** Named object pointing entries **
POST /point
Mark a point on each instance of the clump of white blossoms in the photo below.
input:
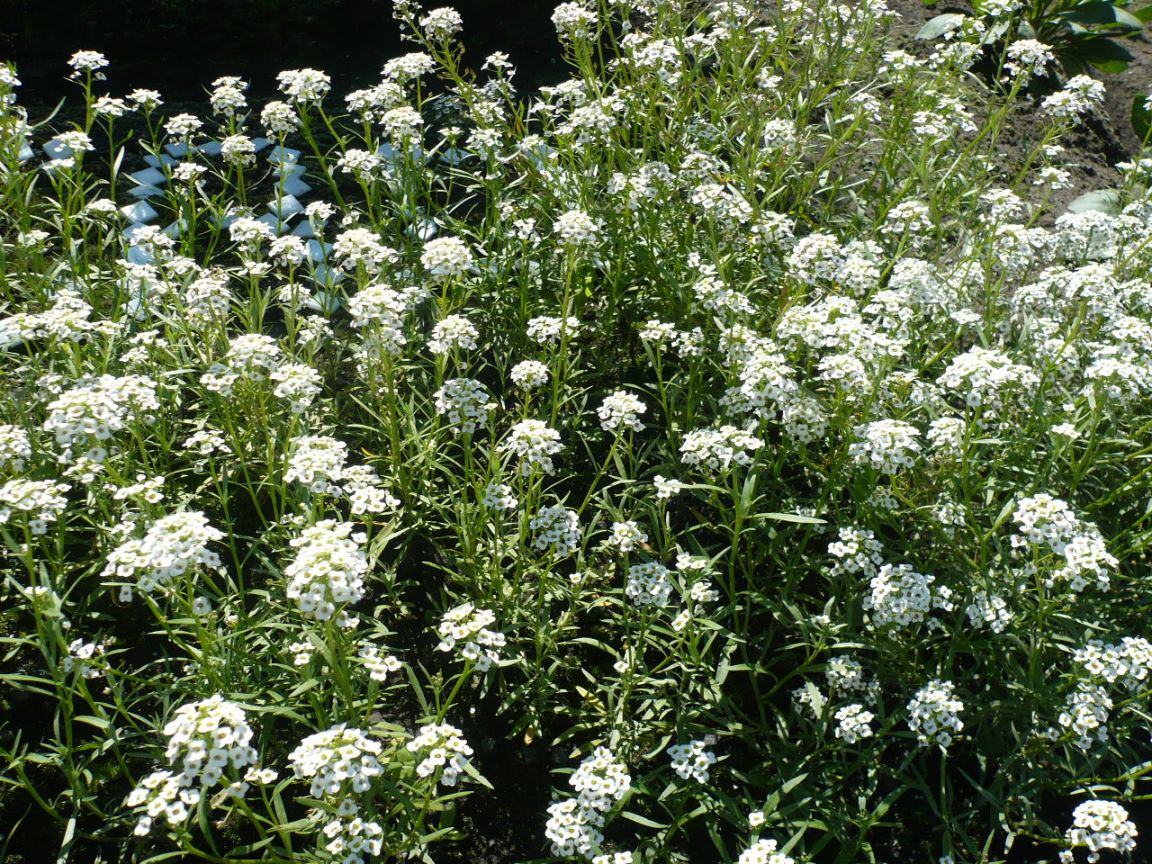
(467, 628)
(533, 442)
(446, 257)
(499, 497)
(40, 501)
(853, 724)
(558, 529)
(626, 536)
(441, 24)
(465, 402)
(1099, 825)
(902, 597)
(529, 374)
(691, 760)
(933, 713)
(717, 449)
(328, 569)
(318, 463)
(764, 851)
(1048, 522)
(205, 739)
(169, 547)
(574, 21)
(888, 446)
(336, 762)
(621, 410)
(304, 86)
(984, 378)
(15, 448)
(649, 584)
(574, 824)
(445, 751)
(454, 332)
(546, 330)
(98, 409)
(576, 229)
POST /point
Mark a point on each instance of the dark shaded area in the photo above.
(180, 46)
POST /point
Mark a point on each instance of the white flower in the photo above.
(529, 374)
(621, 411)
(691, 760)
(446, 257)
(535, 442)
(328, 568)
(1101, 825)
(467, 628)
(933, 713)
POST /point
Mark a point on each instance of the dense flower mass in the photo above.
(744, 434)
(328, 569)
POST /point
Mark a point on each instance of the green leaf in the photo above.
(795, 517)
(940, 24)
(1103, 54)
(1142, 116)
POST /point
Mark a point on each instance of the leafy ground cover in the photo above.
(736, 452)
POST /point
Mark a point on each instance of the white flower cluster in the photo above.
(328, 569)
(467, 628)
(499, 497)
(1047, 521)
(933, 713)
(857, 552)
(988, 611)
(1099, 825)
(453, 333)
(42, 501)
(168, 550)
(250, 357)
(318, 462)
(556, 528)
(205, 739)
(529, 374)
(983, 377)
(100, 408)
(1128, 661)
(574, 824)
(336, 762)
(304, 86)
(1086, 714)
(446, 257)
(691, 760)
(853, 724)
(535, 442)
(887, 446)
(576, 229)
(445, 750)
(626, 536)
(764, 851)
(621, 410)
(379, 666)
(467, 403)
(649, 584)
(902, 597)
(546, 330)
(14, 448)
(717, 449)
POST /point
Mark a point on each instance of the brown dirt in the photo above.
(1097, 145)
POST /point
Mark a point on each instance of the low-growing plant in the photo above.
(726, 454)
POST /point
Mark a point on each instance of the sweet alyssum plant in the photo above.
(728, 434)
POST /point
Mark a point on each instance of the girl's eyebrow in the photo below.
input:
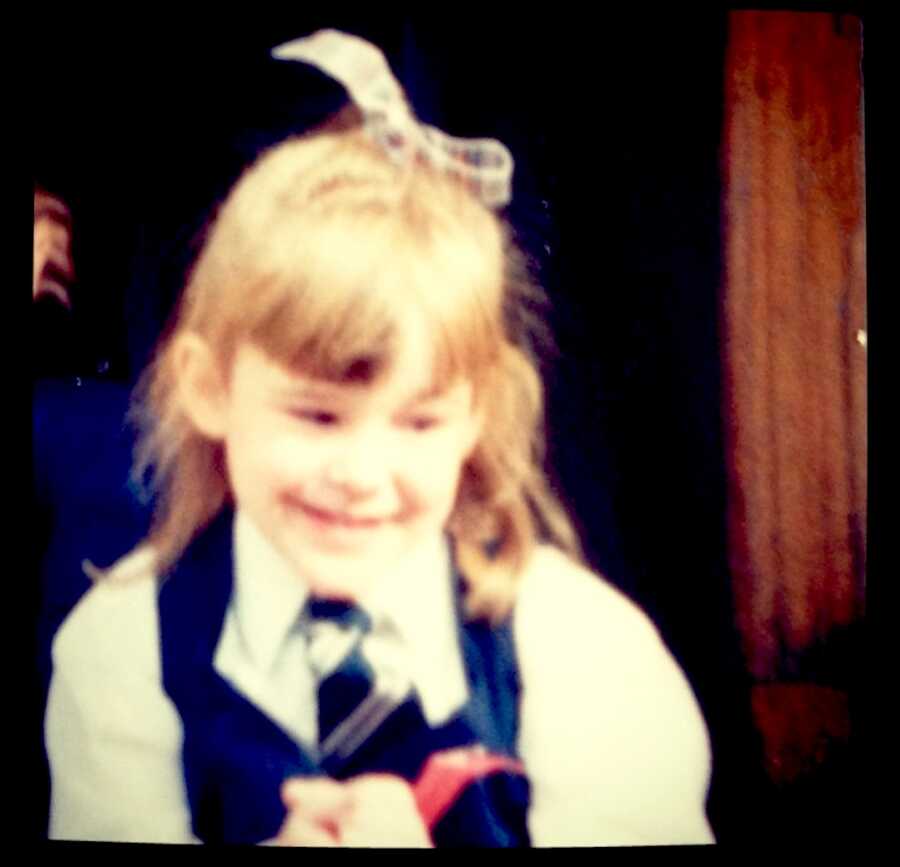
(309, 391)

--

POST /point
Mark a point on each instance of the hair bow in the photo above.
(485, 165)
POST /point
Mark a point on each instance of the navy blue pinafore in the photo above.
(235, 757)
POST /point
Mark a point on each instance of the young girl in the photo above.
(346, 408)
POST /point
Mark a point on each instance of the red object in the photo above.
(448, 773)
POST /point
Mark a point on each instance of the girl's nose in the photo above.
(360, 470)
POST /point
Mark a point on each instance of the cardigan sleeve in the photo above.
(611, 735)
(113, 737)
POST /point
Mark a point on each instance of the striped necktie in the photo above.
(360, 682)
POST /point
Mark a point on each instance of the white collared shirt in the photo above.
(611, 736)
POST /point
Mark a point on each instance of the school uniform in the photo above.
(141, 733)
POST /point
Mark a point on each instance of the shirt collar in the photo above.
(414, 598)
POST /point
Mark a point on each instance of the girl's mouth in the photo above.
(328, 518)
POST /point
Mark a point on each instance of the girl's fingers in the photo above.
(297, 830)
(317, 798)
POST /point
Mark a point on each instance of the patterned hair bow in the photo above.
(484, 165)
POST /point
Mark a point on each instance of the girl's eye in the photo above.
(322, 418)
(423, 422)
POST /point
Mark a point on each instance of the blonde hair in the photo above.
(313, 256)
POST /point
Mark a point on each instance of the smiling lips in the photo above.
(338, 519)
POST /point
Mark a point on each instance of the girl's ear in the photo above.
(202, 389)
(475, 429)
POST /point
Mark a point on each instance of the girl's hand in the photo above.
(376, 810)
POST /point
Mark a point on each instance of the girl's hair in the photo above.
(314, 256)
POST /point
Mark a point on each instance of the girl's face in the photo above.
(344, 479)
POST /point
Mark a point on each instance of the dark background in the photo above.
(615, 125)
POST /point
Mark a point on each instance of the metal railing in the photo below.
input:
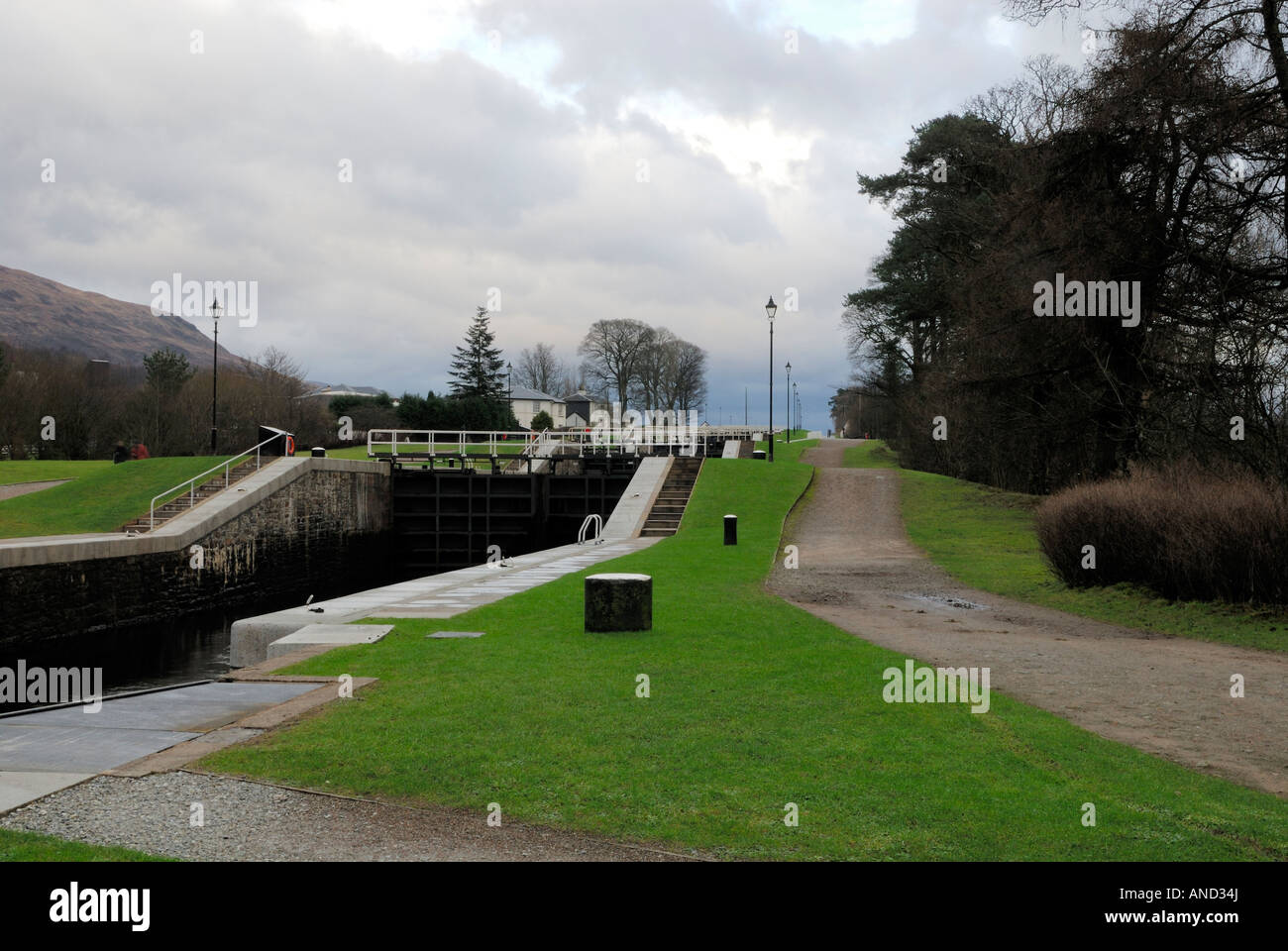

** TASK TO COMPLETE **
List every line of the listing above that contains the word "white", treating uppercase and lowercase as different.

** FULL SOLUTION **
Mark a point on each instance of the clump of white blossoms in the photo below.
Mark a point on each instance of the white flower in the photo above.
Mark a point on each instance of the white flower cluster in the photo above.
Mark a point on each instance of the white collared shirt in the photo above.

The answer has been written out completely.